Passage shown:
AIM: To investigate the mechanism of action of Qingxuan Runmu Yin(QRY)in the treatment of dry eye(DE)based on transcriptomics and network pharmacology, and to validate the efficacy and key targets of QRY through a animal model of DE.

METHODS:RNA-sequencing(RNA-seq)technology was used to detect differentially expressed genes(DEGs)between mice in the DE group and mice in the normal control group, the active ingredients and potential targets of QRY were screened through database, and gene ontology(GO)and Kyoto Encyclopedia of Genes and Genomes(KEGG)enrichment analysis were carried out after overlapping the results and obtaining key targets. Additionally, “drug-component-target signaling pathways” network was built and the protein-protein interaction(PPI)was analyzed. Mice were examined for Schirmer I test(SⅠt), tear film breakup time(BUT), and corneal fluorescein staining(FL)every 7 d from the beginning of the animal experiments. Hematoxylin-eosin staining(HE)was performed to observe pathologic changes in mouse corneal tissues. Enzyme linked immunosorbent assay(ELISA), Western blot and quantitative real-time polymerase chain reaction(qRT-PCR)were performed to verify the mRNA and protein expression levels of the core targets in mouse corneal tissues.

RESULTS:Totally 2 234 DEGs, 233 active ingredients and 457 related targets of QRY were collected, with a total of 64 key targets obtained. GO function and KEGG pathway results showed that QRY was closely related to inflammatory mediators, and 19 core targets such as interleukin-1β(IL-1β)were screened by PPI network construction; SⅠt, BUT and FL results in the QRY group were statistically significantly different compared with the model group(all P<0.05); HE staining showed that corneal epithelial cell stratification was disordered and the corneal morphology was changed in the model group. However, QRY treatment significantly improved corneal morphology and disordered stratification, with a close morphology to the blank group; ELISA, Western blot and qRT-PCR results showed that the protein expression and RNA levels of IL-1β, IL-6, and tumor necrosis factor(TNF-α)in the QRY group showed a decreasing trend compared with the model group.

CONCLUSION: Through the combination of multiple components, multiple targets and multiple pathways, QRY regulated the targets such as IL-6, IL-1β and TNF through quercetin and other main components, thereby inhibiting AGE-RAGE/TNF/IL-17 and other signaling pathways, thus achieving the treatment on DE.

Phrase grounding data
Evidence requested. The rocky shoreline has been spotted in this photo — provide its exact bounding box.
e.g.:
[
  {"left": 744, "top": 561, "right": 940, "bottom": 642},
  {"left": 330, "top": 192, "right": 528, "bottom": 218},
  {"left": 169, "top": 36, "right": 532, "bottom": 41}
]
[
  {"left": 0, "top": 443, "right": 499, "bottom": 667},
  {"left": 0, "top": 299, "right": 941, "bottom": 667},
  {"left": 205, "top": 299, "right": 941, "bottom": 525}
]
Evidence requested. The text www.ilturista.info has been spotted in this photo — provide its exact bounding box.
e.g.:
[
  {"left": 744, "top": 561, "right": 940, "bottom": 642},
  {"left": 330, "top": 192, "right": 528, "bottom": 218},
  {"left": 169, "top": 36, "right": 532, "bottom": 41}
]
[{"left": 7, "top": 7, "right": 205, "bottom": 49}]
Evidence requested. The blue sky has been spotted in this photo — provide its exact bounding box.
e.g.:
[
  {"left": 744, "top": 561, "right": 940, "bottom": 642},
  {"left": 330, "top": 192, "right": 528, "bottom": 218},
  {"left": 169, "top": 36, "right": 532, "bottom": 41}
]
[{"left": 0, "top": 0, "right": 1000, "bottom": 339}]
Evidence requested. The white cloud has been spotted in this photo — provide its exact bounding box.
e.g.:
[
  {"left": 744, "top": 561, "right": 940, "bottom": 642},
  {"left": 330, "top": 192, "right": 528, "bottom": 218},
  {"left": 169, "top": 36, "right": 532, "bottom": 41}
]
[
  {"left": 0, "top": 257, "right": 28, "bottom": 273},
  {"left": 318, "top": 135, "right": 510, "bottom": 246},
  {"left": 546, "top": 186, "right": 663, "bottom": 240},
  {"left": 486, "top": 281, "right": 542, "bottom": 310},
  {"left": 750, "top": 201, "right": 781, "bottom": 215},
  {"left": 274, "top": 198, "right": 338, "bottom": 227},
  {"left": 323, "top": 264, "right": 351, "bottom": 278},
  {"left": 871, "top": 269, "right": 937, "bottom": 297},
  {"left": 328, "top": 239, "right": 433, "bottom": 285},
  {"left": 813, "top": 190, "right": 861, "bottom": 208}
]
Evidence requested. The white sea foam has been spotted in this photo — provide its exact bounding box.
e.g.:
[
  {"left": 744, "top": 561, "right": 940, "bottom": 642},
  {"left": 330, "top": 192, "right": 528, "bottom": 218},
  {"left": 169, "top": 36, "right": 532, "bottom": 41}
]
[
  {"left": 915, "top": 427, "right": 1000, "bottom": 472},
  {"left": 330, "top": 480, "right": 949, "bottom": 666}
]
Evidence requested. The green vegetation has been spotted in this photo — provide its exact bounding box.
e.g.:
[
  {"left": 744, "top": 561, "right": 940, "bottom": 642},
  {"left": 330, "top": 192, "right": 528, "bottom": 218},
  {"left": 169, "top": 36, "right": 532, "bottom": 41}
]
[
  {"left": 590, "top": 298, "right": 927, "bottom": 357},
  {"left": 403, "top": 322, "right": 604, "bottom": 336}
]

Required work:
Copy the portion of the abstract on Qingxuan Runmu Yin and dry eye starting with "CONCLUSION: Through the" and going on through "treatment on DE.", substituting "suppressing" for "inhibiting".

Answer to this exercise:
CONCLUSION: Through the combination of multiple components, multiple targets and multiple pathways, QRY regulated the targets such as IL-6, IL-1β and TNF through quercetin and other main components, thereby suppressing AGE-RAGE/TNF/IL-17 and other signaling pathways, thus achieving the treatment on DE.